• **The problem**: Pull out each line of the material below that contains the word "gray", and list those lines unchanged.

Stored items
====
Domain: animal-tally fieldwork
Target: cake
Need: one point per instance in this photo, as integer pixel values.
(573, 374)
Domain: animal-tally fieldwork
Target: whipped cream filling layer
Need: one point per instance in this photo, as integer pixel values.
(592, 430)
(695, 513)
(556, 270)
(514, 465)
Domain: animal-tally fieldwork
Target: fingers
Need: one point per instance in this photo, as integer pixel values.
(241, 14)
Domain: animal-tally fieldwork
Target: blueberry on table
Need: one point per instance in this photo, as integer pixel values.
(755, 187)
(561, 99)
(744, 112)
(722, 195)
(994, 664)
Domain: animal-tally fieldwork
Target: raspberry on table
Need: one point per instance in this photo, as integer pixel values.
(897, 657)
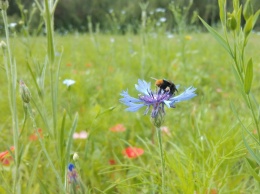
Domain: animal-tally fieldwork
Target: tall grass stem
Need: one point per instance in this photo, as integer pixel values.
(11, 77)
(159, 136)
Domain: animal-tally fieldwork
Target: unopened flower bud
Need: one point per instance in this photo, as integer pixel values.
(25, 92)
(4, 4)
(3, 45)
(231, 22)
(75, 156)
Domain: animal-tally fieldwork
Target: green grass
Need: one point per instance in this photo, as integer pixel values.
(204, 150)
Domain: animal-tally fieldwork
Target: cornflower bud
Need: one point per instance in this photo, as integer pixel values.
(231, 22)
(75, 156)
(248, 10)
(3, 45)
(4, 4)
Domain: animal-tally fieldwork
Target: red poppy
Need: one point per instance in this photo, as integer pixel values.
(5, 157)
(133, 152)
(117, 128)
(212, 191)
(88, 65)
(34, 136)
(112, 162)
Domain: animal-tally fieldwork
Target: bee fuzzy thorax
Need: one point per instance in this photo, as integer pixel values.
(166, 86)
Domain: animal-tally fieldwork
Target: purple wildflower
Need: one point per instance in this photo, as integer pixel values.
(155, 99)
(72, 174)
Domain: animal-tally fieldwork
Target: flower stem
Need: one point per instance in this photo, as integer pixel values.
(159, 136)
(11, 78)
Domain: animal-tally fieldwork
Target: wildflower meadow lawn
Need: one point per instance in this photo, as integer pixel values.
(114, 151)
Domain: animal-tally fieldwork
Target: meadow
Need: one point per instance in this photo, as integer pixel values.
(84, 124)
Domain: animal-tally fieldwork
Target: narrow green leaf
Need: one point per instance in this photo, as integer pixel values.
(222, 12)
(255, 156)
(33, 173)
(248, 76)
(238, 18)
(217, 36)
(252, 171)
(69, 141)
(249, 26)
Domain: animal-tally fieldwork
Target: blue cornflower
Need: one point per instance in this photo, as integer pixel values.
(155, 99)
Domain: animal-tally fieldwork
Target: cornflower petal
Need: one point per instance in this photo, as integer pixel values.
(155, 99)
(127, 98)
(143, 87)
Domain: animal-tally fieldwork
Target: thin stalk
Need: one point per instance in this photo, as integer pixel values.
(12, 99)
(159, 136)
(43, 147)
(254, 116)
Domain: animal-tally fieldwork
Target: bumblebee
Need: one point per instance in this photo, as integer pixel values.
(166, 86)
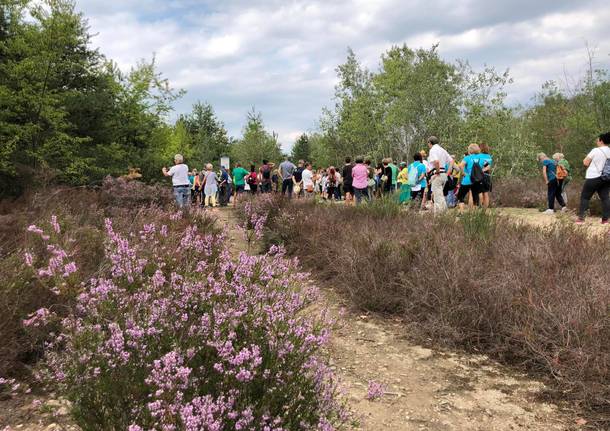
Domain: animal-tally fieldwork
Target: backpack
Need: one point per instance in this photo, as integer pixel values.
(561, 173)
(605, 176)
(413, 175)
(266, 172)
(476, 174)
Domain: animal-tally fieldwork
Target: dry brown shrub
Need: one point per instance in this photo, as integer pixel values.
(535, 298)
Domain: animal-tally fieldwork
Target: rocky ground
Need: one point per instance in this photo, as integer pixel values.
(424, 389)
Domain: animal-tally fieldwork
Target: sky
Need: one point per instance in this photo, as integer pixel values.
(280, 56)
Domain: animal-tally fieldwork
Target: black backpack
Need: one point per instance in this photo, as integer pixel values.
(605, 174)
(476, 174)
(266, 172)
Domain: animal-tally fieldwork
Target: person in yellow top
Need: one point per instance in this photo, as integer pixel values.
(403, 183)
(403, 175)
(196, 188)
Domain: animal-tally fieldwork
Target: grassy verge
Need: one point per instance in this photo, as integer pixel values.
(534, 298)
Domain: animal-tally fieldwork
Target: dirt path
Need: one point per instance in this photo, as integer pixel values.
(537, 218)
(426, 389)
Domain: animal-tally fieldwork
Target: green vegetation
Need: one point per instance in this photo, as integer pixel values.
(415, 94)
(68, 115)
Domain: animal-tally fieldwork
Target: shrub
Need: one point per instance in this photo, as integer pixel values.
(120, 192)
(531, 297)
(174, 333)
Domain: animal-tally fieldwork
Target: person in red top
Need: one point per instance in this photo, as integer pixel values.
(360, 180)
(265, 177)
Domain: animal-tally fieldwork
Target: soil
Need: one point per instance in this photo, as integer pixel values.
(425, 388)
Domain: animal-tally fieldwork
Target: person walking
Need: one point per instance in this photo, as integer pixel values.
(308, 178)
(417, 178)
(441, 164)
(180, 180)
(394, 169)
(210, 187)
(225, 187)
(597, 178)
(402, 180)
(348, 180)
(252, 180)
(239, 179)
(287, 169)
(360, 180)
(265, 175)
(564, 174)
(472, 177)
(332, 183)
(386, 177)
(487, 167)
(549, 174)
(297, 179)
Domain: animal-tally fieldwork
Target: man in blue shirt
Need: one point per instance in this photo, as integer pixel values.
(287, 169)
(417, 169)
(549, 174)
(471, 188)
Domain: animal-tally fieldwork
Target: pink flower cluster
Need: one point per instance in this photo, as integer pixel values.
(59, 263)
(189, 337)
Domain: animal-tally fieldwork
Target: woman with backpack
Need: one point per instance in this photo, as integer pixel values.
(487, 166)
(549, 174)
(417, 177)
(472, 179)
(332, 183)
(564, 174)
(252, 180)
(597, 179)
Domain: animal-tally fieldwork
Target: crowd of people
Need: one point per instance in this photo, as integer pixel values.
(433, 180)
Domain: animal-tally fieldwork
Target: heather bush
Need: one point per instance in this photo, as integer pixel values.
(172, 332)
(121, 192)
(532, 297)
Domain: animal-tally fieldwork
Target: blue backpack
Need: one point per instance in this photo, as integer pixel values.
(605, 176)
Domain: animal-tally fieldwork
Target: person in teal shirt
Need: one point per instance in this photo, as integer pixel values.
(467, 187)
(394, 169)
(486, 189)
(239, 175)
(549, 174)
(417, 190)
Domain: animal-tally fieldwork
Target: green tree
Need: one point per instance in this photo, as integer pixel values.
(256, 144)
(208, 134)
(301, 150)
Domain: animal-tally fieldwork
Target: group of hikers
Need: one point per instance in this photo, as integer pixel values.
(433, 179)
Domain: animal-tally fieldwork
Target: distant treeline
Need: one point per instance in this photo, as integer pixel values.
(415, 94)
(69, 115)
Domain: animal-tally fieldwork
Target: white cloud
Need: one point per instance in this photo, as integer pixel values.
(281, 56)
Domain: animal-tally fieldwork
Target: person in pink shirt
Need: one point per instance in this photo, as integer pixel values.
(360, 180)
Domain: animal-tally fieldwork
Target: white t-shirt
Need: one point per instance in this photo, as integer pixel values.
(598, 158)
(307, 178)
(179, 174)
(439, 153)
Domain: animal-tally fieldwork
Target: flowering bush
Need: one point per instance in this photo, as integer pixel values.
(375, 390)
(179, 335)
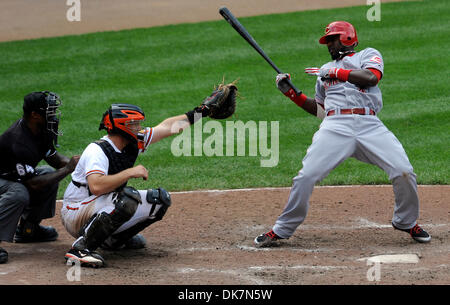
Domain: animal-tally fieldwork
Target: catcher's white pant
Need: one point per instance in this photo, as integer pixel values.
(75, 215)
(365, 138)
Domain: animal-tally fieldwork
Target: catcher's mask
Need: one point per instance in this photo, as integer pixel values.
(123, 119)
(45, 103)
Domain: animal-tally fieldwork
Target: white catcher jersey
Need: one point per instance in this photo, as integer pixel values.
(93, 161)
(336, 94)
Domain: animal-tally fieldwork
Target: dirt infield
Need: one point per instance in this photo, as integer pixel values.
(206, 238)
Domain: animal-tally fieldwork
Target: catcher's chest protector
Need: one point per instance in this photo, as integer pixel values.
(119, 161)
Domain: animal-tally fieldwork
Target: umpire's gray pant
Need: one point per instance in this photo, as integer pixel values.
(16, 200)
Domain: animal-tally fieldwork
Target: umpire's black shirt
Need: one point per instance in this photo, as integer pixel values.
(21, 151)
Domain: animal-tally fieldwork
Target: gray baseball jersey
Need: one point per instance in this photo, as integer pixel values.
(334, 94)
(341, 136)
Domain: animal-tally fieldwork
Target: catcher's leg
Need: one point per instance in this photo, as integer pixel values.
(331, 145)
(101, 226)
(153, 209)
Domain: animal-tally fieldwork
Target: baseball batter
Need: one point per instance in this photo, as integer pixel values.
(348, 99)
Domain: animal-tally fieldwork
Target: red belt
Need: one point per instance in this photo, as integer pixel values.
(361, 111)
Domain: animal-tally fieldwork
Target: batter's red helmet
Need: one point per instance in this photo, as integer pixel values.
(345, 30)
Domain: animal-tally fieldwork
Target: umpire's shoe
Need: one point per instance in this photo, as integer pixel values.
(266, 239)
(32, 233)
(84, 258)
(3, 256)
(417, 233)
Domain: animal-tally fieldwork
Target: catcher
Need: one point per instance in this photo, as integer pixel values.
(98, 208)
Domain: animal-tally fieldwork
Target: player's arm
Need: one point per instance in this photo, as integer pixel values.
(170, 126)
(100, 184)
(308, 104)
(41, 181)
(57, 160)
(362, 78)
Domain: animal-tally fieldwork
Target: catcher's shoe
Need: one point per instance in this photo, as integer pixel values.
(28, 232)
(3, 256)
(85, 258)
(135, 242)
(266, 239)
(417, 233)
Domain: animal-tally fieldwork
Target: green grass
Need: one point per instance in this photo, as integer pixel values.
(169, 70)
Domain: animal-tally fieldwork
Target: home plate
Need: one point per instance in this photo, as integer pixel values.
(393, 258)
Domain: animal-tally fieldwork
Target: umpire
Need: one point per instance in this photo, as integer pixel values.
(28, 192)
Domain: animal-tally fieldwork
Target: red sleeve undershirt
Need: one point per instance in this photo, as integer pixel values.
(376, 72)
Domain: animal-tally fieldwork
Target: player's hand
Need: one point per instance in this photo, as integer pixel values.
(314, 71)
(281, 82)
(328, 72)
(138, 171)
(324, 73)
(72, 163)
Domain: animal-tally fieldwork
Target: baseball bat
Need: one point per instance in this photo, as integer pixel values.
(229, 17)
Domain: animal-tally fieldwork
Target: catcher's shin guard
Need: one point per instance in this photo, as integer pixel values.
(104, 225)
(158, 198)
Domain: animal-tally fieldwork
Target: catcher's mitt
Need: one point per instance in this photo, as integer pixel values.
(221, 104)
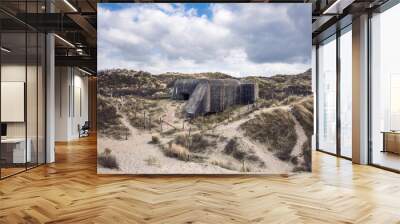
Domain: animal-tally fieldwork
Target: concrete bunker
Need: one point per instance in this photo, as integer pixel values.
(213, 95)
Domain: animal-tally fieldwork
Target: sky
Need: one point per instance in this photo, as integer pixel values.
(237, 39)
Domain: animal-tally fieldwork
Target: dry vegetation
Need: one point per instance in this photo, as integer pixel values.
(275, 129)
(109, 123)
(140, 98)
(107, 160)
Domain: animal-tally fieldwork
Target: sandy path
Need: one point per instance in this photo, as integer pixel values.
(133, 154)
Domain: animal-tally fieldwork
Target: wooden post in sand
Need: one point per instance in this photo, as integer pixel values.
(144, 120)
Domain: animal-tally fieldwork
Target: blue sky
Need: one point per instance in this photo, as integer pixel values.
(238, 39)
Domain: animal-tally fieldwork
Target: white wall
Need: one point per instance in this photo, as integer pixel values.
(70, 83)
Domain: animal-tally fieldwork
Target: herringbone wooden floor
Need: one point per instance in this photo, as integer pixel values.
(70, 191)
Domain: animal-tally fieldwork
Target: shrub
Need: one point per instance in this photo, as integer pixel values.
(283, 155)
(223, 164)
(107, 160)
(233, 148)
(181, 140)
(241, 152)
(303, 112)
(199, 143)
(294, 160)
(275, 128)
(152, 161)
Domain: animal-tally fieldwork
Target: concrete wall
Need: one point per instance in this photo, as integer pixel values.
(71, 102)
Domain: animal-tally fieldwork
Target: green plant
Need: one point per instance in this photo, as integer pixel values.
(155, 140)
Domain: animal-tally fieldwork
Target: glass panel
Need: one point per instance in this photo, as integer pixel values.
(385, 89)
(346, 93)
(31, 98)
(41, 99)
(327, 96)
(13, 79)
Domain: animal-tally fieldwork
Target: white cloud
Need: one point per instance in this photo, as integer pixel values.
(238, 39)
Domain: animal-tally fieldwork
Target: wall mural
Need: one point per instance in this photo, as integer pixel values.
(204, 88)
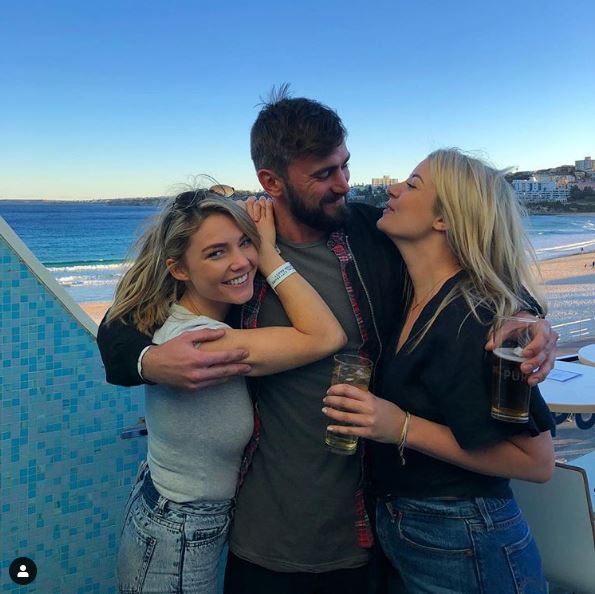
====
• **Response to this exercise**:
Target: umpire's gray pant
Target: gray baseball jersey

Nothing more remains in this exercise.